→ PROBLEM TO WORK ON:
Count the lines in the entries below that contain the word "field", and reply with that number alone.

→ DATASET RECORDS:
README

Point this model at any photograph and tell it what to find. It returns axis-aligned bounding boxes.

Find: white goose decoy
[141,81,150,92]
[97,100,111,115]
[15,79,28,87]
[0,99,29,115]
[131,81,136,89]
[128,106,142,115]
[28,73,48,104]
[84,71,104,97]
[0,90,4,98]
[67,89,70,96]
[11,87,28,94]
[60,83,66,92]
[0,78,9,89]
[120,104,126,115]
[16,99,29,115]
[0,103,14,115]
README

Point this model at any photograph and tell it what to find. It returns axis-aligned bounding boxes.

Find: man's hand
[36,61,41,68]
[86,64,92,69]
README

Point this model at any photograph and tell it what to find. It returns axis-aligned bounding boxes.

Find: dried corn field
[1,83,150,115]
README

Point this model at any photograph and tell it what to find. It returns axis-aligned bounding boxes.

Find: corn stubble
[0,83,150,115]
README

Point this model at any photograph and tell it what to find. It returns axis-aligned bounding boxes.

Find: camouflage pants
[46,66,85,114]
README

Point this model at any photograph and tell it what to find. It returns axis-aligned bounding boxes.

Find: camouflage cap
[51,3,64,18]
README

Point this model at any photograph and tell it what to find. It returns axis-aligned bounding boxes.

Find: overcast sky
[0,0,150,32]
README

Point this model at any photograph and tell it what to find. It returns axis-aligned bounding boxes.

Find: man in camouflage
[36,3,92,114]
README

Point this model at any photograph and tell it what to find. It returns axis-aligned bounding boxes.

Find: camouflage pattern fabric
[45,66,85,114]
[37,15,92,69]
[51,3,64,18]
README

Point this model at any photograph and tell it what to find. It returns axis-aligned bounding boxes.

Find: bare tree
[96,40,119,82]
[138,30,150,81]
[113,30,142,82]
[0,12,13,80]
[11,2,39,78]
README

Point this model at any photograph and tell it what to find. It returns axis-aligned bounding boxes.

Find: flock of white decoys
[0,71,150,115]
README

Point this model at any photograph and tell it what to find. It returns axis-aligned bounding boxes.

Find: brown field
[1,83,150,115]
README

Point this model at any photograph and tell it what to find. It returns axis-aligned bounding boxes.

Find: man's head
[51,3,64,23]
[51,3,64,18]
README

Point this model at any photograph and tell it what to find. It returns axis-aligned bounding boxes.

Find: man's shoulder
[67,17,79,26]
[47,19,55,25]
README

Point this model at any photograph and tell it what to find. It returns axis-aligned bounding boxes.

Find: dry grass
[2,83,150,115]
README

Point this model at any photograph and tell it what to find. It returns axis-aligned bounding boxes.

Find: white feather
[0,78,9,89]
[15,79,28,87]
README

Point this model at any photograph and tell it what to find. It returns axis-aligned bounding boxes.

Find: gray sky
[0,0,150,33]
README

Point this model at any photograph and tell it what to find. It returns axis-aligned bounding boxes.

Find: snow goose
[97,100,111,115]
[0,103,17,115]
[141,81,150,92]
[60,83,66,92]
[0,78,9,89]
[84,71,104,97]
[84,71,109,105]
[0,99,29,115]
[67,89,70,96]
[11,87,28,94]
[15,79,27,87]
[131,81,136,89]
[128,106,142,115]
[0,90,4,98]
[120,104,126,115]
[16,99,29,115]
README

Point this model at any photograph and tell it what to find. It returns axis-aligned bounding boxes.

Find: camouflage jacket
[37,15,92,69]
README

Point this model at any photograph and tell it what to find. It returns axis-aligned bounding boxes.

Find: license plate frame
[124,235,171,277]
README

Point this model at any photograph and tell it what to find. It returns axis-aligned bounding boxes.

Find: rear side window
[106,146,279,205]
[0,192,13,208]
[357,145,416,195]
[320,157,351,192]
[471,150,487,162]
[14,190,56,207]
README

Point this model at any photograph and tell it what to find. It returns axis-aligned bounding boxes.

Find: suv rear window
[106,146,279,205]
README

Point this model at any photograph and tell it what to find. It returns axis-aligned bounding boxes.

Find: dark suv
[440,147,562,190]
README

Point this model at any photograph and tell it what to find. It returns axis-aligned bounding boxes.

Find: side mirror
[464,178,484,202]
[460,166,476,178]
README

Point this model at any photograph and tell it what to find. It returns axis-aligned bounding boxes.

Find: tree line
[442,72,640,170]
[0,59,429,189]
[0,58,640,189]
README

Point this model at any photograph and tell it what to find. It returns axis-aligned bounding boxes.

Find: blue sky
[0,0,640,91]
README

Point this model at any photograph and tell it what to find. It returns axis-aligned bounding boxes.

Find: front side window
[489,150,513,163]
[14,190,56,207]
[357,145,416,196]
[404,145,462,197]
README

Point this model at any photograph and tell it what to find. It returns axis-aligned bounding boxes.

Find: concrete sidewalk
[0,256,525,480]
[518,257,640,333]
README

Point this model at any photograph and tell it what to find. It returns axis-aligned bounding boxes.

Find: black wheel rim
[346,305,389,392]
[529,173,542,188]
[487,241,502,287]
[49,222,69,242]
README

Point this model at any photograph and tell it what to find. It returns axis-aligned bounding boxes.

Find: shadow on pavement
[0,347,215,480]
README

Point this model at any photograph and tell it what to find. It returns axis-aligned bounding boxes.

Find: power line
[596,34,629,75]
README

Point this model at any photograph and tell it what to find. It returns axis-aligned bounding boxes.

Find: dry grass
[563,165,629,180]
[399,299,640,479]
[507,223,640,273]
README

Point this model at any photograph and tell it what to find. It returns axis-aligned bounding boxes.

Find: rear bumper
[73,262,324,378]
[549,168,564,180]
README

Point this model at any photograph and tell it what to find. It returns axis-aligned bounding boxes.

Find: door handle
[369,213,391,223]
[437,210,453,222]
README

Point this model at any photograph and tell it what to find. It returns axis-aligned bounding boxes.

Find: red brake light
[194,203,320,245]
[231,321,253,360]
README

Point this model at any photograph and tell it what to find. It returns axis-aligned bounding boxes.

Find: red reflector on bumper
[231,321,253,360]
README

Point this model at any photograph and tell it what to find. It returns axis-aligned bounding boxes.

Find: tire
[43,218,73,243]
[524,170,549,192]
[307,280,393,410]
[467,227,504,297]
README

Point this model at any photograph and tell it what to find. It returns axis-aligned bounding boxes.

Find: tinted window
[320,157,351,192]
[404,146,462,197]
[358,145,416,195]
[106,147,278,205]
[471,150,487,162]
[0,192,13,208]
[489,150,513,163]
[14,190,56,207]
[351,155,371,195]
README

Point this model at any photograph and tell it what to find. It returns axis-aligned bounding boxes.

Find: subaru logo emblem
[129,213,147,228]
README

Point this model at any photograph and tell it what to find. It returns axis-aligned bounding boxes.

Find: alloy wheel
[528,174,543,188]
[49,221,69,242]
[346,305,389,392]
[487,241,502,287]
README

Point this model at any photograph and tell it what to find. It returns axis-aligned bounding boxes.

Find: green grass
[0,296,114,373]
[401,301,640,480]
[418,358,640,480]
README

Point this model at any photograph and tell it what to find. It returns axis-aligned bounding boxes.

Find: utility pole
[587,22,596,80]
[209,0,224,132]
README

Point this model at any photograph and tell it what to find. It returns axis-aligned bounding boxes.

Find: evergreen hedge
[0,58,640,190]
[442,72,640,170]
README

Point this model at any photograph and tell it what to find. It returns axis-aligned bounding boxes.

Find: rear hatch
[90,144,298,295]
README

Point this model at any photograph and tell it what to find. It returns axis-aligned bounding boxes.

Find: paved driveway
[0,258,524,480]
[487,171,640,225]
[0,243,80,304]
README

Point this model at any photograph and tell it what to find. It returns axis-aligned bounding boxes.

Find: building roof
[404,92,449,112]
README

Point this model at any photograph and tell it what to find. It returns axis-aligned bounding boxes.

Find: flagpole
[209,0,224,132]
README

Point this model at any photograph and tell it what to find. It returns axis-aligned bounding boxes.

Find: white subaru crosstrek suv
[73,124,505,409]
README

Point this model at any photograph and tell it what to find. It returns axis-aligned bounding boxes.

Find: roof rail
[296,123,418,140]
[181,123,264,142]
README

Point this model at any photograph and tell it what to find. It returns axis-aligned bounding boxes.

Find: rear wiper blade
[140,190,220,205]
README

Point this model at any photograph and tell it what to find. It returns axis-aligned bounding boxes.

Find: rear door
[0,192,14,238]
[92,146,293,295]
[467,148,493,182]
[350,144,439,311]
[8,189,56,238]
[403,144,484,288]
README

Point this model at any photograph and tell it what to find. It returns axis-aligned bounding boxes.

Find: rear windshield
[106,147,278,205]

→ WRITTEN SOLUTION:
2